ЦЕЛЬ 1: Перепишите целиком статью о «Песнях» Лотреамона, ничего в ней не меняя.

Мифологичность мира «Песен», подмеченная Морисом Браншо, настраивает читателя на новое мышление: отринув земные мерки, столь презираемые самим Мальдорором, он должен отважиться на путешествие в глубины сна. Сна, от которого ускользает Мальдорор. Сна, из недр которого каждую ночь выползает уродливый кровососущий паук. Мифологичность этого мира акватична. Здесь правит древний Океан, гомеровский «прародитель богов». Это мир не для детей земли. Детям земли в нем суждено лишь погибнуть.
В своих «Песнях» Лотреамон спрятал могилу Изидора Дюкасса. Мальдорор видит надпись на камне: «Здесь покоится отрок, погибший от чахотки, его история тебе известна. Не молись за него». Я бы осмелилась предположить, что Изидор с ранних лет знал, что его земной срок будет кратким. Мальдорор пережил своего создателя. Когда он взялся за перо в 30 лет (его alter ego было всего 17), его лицо уже покрылось глубокими морщинами, а волосы побелели как снег. «Еще никто не видел воочию зеленых морщин на моем челе, моего костистого лица, похожего на рыбий скелет, или на каменистую морену, или на горный кряж — из тех, где я любил бродить, когда седина еще не убеляла мою голову». Не знавший смеха, он «нарисовал» себе улыбку бритвенным жалом, но так и не научился улыбаться. Пугающий своим видом, он все же был прекрасен, как цветок мандрагоры, рожденный из семени висельника.

ЦЕЛЬ 2: Преобразуйте в нумерованный список строки записей, начиная с самой первой и заканчивая строкой, в которой стоит «pixel 798 240», включая обе границы. Пустые строки не включайте.

МАТЕРИАЛ ДЛЯ ОБРАБОТКИ:
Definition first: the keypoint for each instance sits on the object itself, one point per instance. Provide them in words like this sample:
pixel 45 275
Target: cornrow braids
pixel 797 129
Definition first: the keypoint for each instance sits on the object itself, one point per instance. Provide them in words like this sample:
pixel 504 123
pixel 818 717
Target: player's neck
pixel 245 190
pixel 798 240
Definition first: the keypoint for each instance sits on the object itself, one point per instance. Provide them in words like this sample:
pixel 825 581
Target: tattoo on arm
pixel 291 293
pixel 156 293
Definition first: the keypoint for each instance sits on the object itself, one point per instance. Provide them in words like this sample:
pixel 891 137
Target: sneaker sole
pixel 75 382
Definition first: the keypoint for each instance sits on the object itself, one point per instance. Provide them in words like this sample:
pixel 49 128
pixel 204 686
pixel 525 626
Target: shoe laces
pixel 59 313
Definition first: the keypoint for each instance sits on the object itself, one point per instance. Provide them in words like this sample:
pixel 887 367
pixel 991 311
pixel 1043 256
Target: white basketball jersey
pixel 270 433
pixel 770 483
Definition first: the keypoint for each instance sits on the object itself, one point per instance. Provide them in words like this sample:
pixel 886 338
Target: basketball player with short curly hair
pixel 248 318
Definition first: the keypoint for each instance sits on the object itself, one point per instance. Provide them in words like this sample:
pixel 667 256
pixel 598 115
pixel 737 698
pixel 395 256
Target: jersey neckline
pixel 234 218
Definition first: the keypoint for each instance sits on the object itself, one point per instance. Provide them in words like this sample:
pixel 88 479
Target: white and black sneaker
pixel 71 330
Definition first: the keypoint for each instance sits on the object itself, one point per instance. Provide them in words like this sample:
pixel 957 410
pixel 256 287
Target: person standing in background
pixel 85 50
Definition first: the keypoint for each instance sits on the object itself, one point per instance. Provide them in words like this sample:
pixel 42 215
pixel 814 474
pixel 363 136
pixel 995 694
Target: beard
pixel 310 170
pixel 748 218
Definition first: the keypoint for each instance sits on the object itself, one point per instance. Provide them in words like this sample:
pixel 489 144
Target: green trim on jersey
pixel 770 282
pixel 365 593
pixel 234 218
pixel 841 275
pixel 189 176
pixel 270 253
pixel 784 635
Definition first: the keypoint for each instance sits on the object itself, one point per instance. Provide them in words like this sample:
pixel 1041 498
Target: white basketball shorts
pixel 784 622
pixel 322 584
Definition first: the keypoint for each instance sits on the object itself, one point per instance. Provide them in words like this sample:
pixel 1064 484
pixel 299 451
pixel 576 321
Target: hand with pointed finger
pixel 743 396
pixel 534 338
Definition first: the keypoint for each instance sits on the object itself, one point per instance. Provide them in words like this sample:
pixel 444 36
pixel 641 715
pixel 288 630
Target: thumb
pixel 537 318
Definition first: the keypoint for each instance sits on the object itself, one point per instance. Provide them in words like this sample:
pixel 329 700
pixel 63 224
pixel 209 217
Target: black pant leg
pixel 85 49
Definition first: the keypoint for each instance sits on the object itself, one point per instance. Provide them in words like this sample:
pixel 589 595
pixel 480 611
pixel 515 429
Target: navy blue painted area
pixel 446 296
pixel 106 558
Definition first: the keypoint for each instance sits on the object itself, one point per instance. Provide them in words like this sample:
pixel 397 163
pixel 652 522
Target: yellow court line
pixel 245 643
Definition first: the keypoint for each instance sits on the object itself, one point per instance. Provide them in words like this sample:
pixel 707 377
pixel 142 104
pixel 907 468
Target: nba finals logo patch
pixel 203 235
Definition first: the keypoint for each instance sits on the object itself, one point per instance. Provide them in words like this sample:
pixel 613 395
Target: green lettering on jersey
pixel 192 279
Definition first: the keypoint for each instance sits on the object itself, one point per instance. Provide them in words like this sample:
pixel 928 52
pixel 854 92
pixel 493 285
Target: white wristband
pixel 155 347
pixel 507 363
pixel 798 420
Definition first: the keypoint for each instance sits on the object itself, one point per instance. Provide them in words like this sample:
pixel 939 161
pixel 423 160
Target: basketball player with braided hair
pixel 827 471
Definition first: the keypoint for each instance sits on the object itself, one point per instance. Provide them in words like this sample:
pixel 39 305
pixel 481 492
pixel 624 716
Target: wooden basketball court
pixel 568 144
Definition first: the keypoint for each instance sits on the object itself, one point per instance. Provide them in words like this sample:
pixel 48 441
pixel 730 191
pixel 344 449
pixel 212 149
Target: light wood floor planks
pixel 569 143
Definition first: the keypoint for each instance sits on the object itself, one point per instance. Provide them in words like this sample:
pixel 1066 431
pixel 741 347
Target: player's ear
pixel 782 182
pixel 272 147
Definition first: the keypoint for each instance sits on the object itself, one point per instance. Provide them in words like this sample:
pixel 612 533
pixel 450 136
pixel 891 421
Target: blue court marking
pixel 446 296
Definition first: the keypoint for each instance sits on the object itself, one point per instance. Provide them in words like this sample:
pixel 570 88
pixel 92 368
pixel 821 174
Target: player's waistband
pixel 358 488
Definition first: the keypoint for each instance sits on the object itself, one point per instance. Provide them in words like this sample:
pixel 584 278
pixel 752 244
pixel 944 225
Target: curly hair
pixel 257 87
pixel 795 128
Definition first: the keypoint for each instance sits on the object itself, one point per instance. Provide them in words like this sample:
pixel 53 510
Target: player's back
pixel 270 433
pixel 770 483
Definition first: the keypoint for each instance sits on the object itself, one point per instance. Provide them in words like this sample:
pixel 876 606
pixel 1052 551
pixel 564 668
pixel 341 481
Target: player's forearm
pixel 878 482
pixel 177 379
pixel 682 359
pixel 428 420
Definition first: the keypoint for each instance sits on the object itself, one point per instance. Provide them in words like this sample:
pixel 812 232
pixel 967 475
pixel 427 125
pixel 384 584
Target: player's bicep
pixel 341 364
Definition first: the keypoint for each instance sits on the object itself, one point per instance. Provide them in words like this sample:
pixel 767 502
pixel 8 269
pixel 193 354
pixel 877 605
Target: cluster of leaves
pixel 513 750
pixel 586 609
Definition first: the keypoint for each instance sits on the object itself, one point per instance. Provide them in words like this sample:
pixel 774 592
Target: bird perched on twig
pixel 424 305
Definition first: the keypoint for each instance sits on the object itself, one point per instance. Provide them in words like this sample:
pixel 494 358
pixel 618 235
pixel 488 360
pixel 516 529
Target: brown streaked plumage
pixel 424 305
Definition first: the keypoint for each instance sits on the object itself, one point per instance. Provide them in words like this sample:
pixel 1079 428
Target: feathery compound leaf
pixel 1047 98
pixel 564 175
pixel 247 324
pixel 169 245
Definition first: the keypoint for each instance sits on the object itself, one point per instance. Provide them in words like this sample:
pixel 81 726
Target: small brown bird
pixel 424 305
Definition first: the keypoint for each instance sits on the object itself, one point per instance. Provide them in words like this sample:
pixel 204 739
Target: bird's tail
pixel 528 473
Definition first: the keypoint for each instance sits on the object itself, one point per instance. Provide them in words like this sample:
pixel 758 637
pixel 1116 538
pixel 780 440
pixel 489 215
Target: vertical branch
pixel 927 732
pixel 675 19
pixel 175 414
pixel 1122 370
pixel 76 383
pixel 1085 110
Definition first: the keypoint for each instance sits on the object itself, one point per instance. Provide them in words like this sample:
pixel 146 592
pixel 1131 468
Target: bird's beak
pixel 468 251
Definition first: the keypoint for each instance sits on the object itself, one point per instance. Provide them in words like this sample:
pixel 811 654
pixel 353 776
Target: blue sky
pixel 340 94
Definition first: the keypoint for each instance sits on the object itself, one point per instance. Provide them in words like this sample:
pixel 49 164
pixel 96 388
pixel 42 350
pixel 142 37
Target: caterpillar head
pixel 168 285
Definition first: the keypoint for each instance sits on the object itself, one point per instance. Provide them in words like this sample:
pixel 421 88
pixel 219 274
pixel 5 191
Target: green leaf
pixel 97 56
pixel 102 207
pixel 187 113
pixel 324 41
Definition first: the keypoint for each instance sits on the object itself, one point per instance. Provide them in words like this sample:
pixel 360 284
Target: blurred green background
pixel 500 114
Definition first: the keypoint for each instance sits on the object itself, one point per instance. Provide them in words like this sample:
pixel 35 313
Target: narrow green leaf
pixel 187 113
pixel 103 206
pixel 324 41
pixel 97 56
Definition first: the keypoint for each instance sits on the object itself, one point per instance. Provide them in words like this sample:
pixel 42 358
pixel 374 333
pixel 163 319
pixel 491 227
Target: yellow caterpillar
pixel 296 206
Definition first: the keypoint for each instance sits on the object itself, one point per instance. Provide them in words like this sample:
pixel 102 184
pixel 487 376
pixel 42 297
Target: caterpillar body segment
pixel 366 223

ПОЛНОЕ РЕШЕНИЕ 1:
Мифологичность мира «Песен», подмеченная Морисом Браншо, настраивает читателя на новое мышление: отринув земные мерки, столь презираемые самим Мальдорором, он должен отважиться на путешествие в глубины сна. Сна, от которого ускользает Мальдорор. Сна, из недр которого каждую ночь выползает уродливый кровососущий паук. Мифологичность этого мира акватична. Здесь правит древний Океан, гомеровский «прародитель богов». Это мир не для детей земли. Детям земли в нем суждено лишь погибнуть.
В своих «Песнях» Лотреамон спрятал могилу Изидора Дюкасса. Мальдорор видит надпись на камне: «Здесь покоится отрок, погибший от чахотки, его история тебе известна. Не молись за него». Я бы осмелилась предположить, что Изидор с ранних лет знал, что его земной срок будет кратким. Мальдорор пережил своего создателя. Когда он взялся за перо в 30 лет (его alter ego было всего 17), его лицо уже покрылось глубокими морщинами, а волосы побелели как снег. «Еще никто не видел воочию зеленых морщин на моем челе, моего костистого лица, похожего на рыбий скелет, или на каменистую морену, или на горный кряж — из тех, где я любил бродить, когда седина еще не убеляла мою голову». Не знавший смеха, он «нарисовал» себе улыбку бритвенным жалом, но так и не научился улыбаться. Пугающий своим видом, он все же был прекрасен, как цветок мандрагоры, рожденный из семени висельника.

ПОЛНОЕ РЕШЕНИЕ 2:
1. Definition first: the keypoint for each instance sits on the object itself, one point per instance. Provide them in words like this sample:
2. pixel 45 275
3. Target: cornrow braids
4. pixel 797 129
5. Definition first: the keypoint for each instance sits on the object itself, one point per instance. Provide them in words like this sample:
6. pixel 504 123
7. pixel 818 717
8. Target: player's neck
9. pixel 245 190
10. pixel 798 240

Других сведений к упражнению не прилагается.